SELECTED EXTRACT:
>>>>>

The two species are allopatric (do not overlap in distribution - the compact elimia occurs in the Cahaba River, whereas the lacy elimia is found in the Coosa River drainage), and are strikingly different in size, appearance, and behavior. The compact elimia has a large, robust, smooth shell boldly colored brown and/or green, whereas the lacy elimia has a small, delicate, darkly colored, and ornamented shell.

The lacy elimia is one of the few elimia snails in the Basin that does not exhibit clinal variation. In addition, compact elimia are found grazing individually throughout shoal habitats, whereas the lacy elimia is usually found in tight clusters or colonies on larger rocks within a shoal. Allopatry, morphology, and behavior are strong characters supporting the species status of the lacy elimia.

== Distribution ==

The current distribution of lacy elimia is in 3 creeks in Talladega County, Alabama

The lacy elimia was historically abundant in the Coosa River main stem from St. Clair County, Alabama to Chilton County, Alabama, and was also known in several Coosa River tributaries: Big Will's Creek, DeKalb County; Kelley's Creek, St. Clair County; and Choccolocco Creek and Tallaseehatchee Creek, Talladega County, Alabama.

Currently, the lacy elimia is only known to survive in three Coosa River tributaries: Cheaha Creek, Emauhee Creek, and Weewoka Creek, Talladega County, Alabama. The species is locally abundant in the lower reaches of Cheaha Creek. This stream originates within the Talladega National Forest; however, no specimens of the lacy elimia have been collected on United States Forest Service lands. The species has also been found at single sites in Emauhee and Weewoka creeks, where specimens are rare, and difficult to locate.

All of these streams are variously impacted by sediments and nutrients from a variety of upstream rural, suburban, and/or urban sources. Because of their small sizes and limited flows, their water and habitat quality can be rapidly affected by local and off site pollution sources.

== Reasons for the decline ==

The lacy elimia has disappeared from more than 90 percent of its historic range. The curtailment of habitat and range for this (and few other snail species) species in the Mobile Basin's larger rivers (Coosa River for lacy elimia) is primarily due to extensive construction of dams, and the subsequent inundation of the snail's shoal habitats by the impounded waters. This snail has disappeared from all portions of its historic habitats that have been impounded by dams.

Dams change such areas by eliminating or reducing currents, and thus allowing sediments to accumulate on inundated channel habitats. Impounded waters also experience changes in water chemistry, which could affect survival or reproduction of riverine snails. For example, many reservoirs in the Basin currently experience eutrophic (enrichment of a water body with nutrients) conditions, and chronically low dissolved oxygen levels. Such physical and chemical changes can affect feeding, respiration, and reproduction of these riffle and shoal snail species.

== Ecology ==
Little is known of the ecology specific to the lacy elimia, however, common information about genus Elimia are as follows.

=== Habitat ===
Elimia snails are gill-breathing snails that typically inhabit highly oxygenated waters on rock shoals and gravel bars.

It is associated with river or stream habitats characterized by flowing currents, and hard, clean bottoms (e.g., bedrock, boulder, gravel).

=== Feeding habits ===
Most elimia species graze on periphyton (attached algae) growing on benthic (bottom) substrates.

=== Life cycle ===
Individual snails are either male or female. Eggs are laid in early spring and hatch in about 2 weeks. Snails apparently become sexually mature in their first year, but, in some cases, females may not lay eggs until their second year. Some elimia species may live as long as 5 years.

<<<<<

SOURCE INFORMATION:
>>>>>

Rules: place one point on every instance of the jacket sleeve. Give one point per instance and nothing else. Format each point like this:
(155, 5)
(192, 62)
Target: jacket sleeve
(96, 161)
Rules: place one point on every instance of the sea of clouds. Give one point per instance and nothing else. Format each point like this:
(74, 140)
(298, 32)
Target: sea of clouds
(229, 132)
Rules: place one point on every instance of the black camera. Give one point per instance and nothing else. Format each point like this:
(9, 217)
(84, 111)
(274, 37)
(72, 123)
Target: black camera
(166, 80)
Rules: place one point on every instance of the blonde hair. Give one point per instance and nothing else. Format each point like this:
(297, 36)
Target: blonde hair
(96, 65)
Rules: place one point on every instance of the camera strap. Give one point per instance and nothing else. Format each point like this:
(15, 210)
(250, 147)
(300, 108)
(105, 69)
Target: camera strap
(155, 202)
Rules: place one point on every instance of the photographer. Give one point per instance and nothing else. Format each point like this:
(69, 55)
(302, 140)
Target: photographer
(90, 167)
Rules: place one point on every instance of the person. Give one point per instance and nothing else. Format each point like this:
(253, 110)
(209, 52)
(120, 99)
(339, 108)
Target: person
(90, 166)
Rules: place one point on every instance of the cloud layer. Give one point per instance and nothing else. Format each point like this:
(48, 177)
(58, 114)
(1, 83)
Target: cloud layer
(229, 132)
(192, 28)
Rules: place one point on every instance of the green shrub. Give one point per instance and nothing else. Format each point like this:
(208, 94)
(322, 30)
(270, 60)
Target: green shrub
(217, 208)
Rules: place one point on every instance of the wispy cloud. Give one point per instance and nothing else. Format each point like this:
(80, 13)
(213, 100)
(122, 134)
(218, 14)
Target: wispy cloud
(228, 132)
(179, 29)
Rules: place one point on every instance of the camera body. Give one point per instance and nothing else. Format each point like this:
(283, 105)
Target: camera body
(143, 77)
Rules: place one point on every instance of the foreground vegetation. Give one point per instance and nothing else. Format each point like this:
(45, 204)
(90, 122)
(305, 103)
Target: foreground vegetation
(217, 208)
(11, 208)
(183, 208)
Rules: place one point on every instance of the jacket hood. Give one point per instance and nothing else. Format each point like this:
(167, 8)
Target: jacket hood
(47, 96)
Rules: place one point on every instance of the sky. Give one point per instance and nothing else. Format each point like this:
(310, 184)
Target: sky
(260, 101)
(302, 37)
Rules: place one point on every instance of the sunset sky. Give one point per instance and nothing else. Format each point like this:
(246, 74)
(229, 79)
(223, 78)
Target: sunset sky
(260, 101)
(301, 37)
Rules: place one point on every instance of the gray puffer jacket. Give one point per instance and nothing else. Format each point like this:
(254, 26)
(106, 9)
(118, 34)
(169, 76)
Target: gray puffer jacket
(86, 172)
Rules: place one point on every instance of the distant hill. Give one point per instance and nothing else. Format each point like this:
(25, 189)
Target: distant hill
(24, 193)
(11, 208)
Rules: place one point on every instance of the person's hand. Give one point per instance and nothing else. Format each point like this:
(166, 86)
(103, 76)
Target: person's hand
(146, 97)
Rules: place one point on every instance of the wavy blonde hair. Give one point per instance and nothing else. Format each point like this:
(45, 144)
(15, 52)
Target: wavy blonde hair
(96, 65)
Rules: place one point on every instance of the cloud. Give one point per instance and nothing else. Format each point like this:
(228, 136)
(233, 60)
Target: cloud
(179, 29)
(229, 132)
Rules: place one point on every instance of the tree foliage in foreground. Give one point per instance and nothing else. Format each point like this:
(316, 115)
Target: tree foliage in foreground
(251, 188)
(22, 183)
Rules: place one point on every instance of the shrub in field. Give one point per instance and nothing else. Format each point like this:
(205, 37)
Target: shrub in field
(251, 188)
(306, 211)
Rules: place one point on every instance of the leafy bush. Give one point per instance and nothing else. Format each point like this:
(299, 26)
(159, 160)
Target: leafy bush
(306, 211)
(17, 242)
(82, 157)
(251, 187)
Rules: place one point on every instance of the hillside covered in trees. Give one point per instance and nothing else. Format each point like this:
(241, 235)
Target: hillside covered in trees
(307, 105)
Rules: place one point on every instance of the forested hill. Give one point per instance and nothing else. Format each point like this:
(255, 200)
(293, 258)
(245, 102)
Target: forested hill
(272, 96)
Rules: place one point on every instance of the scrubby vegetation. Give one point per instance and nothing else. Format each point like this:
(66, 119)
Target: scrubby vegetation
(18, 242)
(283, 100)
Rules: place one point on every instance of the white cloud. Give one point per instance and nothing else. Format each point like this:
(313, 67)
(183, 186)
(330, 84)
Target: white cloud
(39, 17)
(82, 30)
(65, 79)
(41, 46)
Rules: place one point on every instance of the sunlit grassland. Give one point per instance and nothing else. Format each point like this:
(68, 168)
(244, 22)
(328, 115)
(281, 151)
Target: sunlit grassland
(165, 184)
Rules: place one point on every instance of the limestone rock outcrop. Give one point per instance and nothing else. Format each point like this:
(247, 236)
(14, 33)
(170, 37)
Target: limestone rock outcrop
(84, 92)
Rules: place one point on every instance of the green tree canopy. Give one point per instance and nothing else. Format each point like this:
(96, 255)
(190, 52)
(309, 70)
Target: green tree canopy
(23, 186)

<<<<<
>>>>>

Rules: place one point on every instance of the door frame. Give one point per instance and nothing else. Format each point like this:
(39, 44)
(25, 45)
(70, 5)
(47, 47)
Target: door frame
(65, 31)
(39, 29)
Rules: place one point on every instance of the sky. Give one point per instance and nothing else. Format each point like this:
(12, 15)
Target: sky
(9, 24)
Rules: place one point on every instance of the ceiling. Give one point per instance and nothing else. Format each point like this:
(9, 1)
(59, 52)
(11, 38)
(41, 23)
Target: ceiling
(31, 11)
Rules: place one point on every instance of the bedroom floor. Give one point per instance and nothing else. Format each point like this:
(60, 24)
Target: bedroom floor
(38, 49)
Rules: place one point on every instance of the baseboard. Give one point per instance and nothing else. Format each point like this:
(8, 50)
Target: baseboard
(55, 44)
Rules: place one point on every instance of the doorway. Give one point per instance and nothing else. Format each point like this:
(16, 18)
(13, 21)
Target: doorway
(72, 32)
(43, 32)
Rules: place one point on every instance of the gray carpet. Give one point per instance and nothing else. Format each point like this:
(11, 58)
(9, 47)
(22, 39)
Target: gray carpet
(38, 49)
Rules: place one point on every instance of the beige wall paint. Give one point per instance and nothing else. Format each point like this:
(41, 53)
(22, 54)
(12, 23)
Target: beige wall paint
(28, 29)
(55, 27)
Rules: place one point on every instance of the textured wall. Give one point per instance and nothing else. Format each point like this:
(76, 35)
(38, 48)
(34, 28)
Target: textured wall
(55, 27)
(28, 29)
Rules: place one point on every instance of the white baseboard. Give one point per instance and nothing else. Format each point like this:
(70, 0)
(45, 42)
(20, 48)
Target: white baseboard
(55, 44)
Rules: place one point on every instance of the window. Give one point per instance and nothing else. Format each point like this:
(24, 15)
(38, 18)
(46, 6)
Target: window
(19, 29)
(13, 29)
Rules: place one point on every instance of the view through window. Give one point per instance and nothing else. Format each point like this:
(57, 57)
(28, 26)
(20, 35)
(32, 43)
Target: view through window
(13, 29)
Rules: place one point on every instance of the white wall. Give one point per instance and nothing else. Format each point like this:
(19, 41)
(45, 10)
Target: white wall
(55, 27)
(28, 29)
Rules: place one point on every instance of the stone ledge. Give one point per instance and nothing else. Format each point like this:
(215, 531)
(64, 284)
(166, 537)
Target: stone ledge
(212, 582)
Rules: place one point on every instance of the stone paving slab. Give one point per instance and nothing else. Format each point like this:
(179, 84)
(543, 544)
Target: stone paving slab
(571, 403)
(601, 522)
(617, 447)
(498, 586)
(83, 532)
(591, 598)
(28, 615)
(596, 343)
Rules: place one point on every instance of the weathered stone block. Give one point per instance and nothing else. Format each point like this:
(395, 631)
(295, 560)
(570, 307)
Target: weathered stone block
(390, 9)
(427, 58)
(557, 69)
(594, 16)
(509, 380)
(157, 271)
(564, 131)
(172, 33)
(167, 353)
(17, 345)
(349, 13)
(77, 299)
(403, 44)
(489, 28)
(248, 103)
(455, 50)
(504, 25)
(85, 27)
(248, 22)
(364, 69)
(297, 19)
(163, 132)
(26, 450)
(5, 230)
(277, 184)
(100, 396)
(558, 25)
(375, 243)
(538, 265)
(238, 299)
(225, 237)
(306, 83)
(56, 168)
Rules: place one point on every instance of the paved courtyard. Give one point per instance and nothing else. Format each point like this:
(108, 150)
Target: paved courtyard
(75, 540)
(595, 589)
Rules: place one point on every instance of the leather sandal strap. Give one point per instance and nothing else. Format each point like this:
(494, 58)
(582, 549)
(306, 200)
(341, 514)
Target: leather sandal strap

<<<<<
>>>>>

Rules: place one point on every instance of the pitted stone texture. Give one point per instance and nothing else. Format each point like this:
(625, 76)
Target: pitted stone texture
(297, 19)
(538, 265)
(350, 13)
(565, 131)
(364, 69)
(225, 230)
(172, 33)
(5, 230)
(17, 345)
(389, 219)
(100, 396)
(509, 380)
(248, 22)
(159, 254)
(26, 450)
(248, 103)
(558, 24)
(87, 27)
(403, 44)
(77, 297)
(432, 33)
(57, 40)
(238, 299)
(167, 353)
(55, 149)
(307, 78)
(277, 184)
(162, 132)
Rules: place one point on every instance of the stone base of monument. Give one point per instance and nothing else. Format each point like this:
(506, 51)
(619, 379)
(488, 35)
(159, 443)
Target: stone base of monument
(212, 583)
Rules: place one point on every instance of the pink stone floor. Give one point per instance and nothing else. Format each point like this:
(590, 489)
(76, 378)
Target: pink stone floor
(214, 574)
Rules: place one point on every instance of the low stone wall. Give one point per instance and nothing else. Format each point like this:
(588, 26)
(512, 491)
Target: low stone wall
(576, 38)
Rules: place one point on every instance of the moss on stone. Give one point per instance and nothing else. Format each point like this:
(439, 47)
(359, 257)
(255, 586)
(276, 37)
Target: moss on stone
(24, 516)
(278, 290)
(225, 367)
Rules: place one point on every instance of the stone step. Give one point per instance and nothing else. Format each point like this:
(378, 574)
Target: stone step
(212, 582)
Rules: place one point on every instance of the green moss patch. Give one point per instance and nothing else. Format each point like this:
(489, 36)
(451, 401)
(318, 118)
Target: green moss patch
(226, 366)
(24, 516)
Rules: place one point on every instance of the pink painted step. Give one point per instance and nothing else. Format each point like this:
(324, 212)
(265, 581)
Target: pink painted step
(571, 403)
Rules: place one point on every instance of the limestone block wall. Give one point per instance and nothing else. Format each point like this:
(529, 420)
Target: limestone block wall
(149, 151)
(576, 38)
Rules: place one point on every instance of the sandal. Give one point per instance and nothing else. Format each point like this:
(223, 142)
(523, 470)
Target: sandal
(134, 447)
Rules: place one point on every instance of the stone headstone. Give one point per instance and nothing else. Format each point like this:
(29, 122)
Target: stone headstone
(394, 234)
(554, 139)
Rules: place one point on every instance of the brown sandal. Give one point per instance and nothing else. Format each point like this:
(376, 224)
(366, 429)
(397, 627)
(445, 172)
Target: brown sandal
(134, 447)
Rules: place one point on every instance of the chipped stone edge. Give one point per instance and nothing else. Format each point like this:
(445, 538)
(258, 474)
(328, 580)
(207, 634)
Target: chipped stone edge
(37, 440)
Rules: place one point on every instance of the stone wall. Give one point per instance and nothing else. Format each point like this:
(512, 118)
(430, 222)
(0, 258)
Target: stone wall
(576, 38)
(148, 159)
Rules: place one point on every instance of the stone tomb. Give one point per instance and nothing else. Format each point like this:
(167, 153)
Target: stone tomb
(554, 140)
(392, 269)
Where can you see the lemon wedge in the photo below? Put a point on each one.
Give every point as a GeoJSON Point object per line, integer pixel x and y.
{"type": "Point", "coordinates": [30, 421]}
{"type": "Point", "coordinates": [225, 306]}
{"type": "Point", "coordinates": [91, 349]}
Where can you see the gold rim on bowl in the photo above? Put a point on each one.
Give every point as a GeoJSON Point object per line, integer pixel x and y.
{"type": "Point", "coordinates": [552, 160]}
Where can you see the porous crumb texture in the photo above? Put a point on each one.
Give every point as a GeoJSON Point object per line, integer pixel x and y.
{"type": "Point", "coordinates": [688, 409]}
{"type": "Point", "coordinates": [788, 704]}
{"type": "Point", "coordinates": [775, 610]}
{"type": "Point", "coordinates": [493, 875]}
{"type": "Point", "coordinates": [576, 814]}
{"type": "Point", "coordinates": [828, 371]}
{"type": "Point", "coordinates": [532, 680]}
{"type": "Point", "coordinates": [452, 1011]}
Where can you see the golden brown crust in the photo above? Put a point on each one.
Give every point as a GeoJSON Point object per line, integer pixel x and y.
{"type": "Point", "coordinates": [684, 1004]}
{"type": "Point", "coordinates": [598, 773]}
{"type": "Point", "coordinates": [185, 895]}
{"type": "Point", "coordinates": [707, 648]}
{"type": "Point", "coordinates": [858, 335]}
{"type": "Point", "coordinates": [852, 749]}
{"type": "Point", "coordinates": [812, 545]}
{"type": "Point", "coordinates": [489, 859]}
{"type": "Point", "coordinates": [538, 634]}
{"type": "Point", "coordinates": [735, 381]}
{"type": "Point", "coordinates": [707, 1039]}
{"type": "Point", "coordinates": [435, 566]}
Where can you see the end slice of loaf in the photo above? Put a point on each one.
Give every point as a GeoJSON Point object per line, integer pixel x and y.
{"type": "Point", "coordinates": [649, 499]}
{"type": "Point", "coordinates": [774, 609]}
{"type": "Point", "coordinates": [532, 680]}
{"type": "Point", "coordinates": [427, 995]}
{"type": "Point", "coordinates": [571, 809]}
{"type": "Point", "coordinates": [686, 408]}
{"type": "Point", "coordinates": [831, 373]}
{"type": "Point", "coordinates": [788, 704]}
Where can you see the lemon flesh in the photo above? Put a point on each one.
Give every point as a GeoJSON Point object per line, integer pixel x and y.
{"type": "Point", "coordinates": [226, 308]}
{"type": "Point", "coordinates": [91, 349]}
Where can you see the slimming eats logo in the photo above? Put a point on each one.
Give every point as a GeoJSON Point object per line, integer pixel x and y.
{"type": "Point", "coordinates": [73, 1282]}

<<<<<

TO DO:
[1] Using the lacy elimia text, explain in one to three sentences how dams make former shoal habitats unsuitable for riverine snails.
[2] In the lacy elimia text, which county holds the three creeks where the species is currently known to survive?
[3] List every Coosa River tributary that the lacy elimia text names as part of the species' historical range, with its county.
The lines that come after the lacy elimia text are separate material.

RESPONSES BY ITEM NUMBER:
[1] Dams eliminate or reduce currents, which lets sediments accumulate on inundated channel habitats. Impounded waters also undergo changes in water chemistry, such as eutrophic conditions and chronically low dissolved oxygen. These physical and chemical changes can affect the snails' feeding, respiration, and reproduction.

[2] Talladega County, Alabama.

[3]
- Big Will's Creek, DeKalb County
- Kelley's Creek, St. Clair County
- Choccolocco Creek, Talladega County
- Tallaseehatchee Creek, Talladega County